MATERIAL FOR THIS TASK |
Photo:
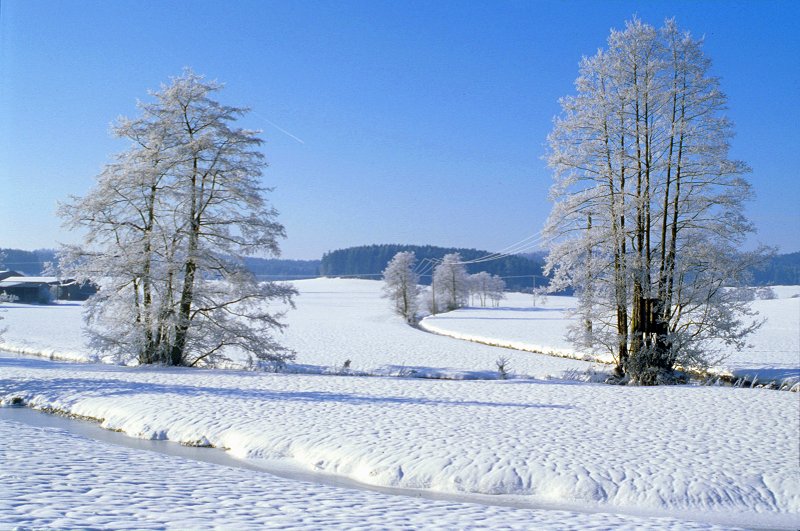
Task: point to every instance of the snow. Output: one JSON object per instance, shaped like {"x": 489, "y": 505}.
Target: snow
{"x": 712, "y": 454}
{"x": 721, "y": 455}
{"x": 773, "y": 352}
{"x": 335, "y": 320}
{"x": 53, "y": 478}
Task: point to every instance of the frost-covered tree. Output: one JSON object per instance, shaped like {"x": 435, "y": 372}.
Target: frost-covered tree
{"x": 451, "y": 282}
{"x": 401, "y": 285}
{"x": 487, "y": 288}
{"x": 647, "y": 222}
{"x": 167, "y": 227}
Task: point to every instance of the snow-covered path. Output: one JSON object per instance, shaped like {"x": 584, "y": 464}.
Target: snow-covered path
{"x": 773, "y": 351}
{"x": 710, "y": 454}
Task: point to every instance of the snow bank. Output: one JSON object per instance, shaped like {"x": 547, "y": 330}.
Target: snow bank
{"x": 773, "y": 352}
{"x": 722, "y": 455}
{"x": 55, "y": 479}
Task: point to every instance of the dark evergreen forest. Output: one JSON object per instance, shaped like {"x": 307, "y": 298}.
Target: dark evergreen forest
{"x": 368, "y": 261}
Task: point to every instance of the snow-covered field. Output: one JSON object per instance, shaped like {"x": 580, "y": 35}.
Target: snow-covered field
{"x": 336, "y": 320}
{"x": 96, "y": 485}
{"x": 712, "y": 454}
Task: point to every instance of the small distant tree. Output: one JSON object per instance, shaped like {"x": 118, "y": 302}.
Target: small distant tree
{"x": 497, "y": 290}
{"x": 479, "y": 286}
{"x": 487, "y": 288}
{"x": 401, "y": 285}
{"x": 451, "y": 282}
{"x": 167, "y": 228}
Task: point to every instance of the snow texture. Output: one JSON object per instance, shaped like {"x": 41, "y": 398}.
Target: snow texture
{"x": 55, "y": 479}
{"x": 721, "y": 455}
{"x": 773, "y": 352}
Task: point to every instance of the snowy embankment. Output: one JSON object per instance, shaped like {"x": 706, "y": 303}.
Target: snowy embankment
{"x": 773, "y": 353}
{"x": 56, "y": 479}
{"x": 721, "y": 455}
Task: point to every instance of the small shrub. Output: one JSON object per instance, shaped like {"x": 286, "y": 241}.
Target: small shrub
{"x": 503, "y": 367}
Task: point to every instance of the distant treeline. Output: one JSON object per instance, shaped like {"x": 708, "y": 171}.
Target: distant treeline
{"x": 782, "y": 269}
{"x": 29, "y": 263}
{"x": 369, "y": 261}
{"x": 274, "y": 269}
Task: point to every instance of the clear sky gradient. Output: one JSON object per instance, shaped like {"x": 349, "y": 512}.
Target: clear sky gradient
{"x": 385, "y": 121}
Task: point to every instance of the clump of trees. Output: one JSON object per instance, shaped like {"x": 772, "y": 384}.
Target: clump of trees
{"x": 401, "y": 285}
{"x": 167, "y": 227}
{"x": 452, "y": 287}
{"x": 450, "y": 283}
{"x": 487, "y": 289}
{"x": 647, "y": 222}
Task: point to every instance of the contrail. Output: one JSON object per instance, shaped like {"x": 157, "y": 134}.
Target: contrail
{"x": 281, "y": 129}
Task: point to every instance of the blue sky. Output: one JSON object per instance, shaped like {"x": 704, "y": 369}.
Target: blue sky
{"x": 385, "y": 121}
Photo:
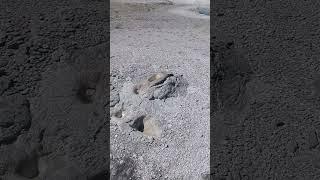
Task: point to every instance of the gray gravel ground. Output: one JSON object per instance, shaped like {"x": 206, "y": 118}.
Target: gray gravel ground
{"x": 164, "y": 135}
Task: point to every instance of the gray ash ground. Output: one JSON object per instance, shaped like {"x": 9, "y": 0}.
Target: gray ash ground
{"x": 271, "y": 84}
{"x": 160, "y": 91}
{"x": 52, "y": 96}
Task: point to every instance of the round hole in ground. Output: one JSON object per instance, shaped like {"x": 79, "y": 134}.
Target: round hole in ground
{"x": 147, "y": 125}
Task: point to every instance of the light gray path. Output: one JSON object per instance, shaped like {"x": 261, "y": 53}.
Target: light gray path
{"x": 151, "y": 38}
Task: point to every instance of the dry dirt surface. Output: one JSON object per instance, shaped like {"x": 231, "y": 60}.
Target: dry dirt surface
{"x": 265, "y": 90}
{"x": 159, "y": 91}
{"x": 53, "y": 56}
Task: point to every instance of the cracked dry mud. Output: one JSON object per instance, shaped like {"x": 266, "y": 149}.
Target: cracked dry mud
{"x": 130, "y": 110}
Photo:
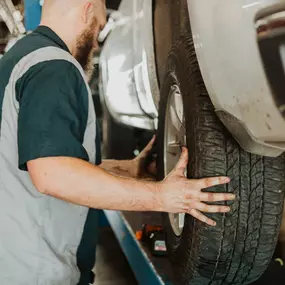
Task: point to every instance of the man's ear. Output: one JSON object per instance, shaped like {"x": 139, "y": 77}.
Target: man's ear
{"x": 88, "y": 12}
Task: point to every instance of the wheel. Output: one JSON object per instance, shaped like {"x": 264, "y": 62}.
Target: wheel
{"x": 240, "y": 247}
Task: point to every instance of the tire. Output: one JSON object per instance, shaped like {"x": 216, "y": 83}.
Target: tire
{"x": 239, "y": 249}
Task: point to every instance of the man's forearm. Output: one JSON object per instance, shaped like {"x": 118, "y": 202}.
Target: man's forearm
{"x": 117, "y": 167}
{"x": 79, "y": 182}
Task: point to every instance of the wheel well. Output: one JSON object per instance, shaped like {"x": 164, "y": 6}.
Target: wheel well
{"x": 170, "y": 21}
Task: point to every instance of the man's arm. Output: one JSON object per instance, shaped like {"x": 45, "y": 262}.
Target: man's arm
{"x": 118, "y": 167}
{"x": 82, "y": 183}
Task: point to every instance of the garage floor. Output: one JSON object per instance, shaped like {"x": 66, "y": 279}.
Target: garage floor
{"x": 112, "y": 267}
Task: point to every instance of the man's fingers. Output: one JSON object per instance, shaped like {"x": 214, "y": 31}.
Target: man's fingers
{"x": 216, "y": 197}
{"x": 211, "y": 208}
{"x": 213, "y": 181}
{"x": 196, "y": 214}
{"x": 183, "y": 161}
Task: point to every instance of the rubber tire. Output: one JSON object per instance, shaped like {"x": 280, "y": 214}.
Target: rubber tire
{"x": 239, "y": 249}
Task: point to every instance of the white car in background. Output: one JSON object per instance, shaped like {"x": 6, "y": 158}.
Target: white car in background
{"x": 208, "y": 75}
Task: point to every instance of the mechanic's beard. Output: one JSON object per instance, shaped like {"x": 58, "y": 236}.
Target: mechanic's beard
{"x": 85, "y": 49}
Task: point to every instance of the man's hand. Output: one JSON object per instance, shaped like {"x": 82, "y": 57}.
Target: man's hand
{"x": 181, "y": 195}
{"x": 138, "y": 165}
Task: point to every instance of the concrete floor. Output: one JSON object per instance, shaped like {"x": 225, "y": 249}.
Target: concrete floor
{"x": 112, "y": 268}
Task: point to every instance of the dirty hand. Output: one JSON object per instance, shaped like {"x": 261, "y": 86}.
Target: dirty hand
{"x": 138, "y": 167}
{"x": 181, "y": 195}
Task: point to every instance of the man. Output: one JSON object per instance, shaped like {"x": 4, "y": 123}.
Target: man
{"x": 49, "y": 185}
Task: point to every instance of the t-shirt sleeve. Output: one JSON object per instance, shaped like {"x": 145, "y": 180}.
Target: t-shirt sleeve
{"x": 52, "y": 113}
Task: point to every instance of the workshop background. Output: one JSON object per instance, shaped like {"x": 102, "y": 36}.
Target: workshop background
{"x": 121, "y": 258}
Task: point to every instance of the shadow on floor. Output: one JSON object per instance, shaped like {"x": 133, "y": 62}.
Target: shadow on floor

SET PROBLEM | Retype, without any changes, the part of the items above that opens with the line containing "Task: point to every instance of the t-shirt" and runs through the end of the items.

ANSWER FOR THIS EXERCISE |
Task: point to every instance of the t-shirt sleeve. Output: one JSON object per instance, shaped like {"x": 145, "y": 180}.
Target: t-shirt sleeve
{"x": 52, "y": 113}
Task: point to every instance of the workshop background. Output: one JSON object per instance, shaped like {"x": 102, "y": 36}.
Target: workshop background
{"x": 121, "y": 258}
Task: point to every instance of the shadow on floor. Output: one JSON object per instance, shaped like {"x": 133, "y": 62}.
Target: shadow on floor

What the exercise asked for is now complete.